**Problems to work on**:
1. In the article on ExxonMobil and Chevron, how many consecutive years has Exxon increased its dividend annually?
2. In the article on ExxonMobil and Chevron, repeat the passage starting at "Although Exxon and" and ending at "source: Getty Images.", swapping "global portfolios" for "worldwide portfolios".
3. Decide whether each statement agrees with the article on ExxonMobil and Chevron. Answer yes or no and quote the words that decide it. (a) Chevron's dividend yield is 5.3%. (b) Exxon raised its quarterly dividend in 2021. (c) Both companies have offshore and onshore drilling exposure.

┌─ Source document

The world is in the middle of a major energy transition as it looks to reduce the use of carbon fuels like oil and natural gas. However, this is likely to be a slow-moving shift given the massive scale of this undertaking. And that means that more aggressive investors can still find opportunity in the oil patch -- though sticking with the biggest, most diversified, and strongest names is probably a good call.

That means that U.S. integrated giants ExxonMobil (XOM -0.84%) and Chevron (CVX -0.18%) should be on your shortlist. But which one is the better bet? Here are a few key facts to consider.

1. Notable Similarities

Although Exxon and Chevron are not exactly interchangeable, they are very similar. Both have large upstream (drilling), midstream (pipeline), and downstream (chemicals and refining) operations. They also have massive reach and global portfolios, despite being based out of the United States, which is one of the biggest energy producers in the world. On the drilling side, they each have offshore and onshore exposure. In other words, they are both one-stop investments for those seeking exposure to the global energy sector.

What differentiates them is the nuances -- which end up being very important today given the shifting market environment in which they operate.

A person in protective gear working on an energy pipeline.

Image source: Getty Images.

2. Dividend differences

Exxon's yield is 6% today. Chevron's dividend yield is 5.3%. Exxon has increased its dividend annually for 38 consecutive years, while Chevron is a few years behind at 34 (at present they are both Dividend Aristocrats). Historically, both have grown dividends annually at a pace in the mid-single-digits.

Before you give Exxon the edge, though, it hasn't increased its quarterly dividend since the second quarter of 2019. If it doesn't up the payout in the fourth quarter this year, the dividend streak noted above will end.

Chevron increased its dividend in 2020 and in 2021. This speaks to a company that is in a better financial and industry position, which will be looked at more closely below. But the key takeaway is that the extra yield from Exxon comes with extra risks, and may not be the best option for more conservative income-focused investors.

3. Growing or stumbling

To be fair, both Chevron and Exxon are well run companies with impressive records of operating their assets well. However, business goes in cycles, and right now Chevron is simply performing better. Leading into the 2020 industry downturn precipitated by the coronavirus pandemic, Chevron was coming off of a spending period, while Exxon was just getting set to ramp up its investment plans. Thus, Exxon got hit harder than Chevron when energy companies were forced to pull back because it needed to spend more money to keep its production from falling. Chevron was at a point where it was benefiting from past spending.

Although oil prices have recovered from their worst levels, this dynamic remains in place. Chevron's spending needs are simply more modest than Exxon's, and thus are likely to be more manageable.

└─
┌─ Dataset content

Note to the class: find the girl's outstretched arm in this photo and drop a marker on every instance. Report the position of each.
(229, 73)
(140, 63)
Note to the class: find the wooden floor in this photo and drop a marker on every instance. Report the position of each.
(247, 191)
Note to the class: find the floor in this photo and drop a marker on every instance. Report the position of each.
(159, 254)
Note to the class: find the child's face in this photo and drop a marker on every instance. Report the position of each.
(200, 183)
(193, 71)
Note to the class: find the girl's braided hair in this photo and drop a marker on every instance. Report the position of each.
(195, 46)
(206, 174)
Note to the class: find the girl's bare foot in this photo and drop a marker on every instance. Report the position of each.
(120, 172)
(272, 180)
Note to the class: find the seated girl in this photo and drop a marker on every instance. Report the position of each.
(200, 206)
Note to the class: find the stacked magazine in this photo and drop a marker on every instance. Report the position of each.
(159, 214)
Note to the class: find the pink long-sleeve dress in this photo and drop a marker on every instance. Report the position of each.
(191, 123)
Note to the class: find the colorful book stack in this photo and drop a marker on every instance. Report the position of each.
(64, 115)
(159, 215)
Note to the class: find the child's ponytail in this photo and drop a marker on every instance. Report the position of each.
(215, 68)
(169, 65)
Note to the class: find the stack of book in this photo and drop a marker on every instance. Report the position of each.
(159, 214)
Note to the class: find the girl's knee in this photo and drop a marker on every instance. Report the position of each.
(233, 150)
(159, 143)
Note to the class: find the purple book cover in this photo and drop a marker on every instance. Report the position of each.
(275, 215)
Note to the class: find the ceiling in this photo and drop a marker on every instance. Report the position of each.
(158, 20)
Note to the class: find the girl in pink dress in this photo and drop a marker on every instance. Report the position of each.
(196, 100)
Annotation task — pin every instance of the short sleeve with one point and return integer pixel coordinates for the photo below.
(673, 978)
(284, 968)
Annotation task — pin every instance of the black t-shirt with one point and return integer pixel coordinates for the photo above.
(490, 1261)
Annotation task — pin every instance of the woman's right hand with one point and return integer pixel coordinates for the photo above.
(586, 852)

└─

**Replies**:
1. 38 consecutive years.

2.
Although Exxon and Chevron are not exactly interchangeable, they are very similar. Both have large upstream (drilling), midstream (pipeline), and downstream (chemicals and refining) operations. They also have massive reach and worldwide portfolios, despite being based out of the United States, which is one of the biggest energy producers in the world. On the drilling side, they each have offshore and onshore exposure. In other words, they are both one-stop investments for those seeking exposure to the global energy sector.

What differentiates them is the nuances -- which end up being very important today given the shifting market environment in which they operate.

A person in protective gear working on an energy pipeline.

Image source: Getty Images.

3.
(a) Yes: "Chevron's dividend yield is 5.3%."
(b) No: "it hasn't increased its quarterly dividend since the second quarter of 2019."
(c) Yes: "On the drilling side, they each have offshore and onshore exposure."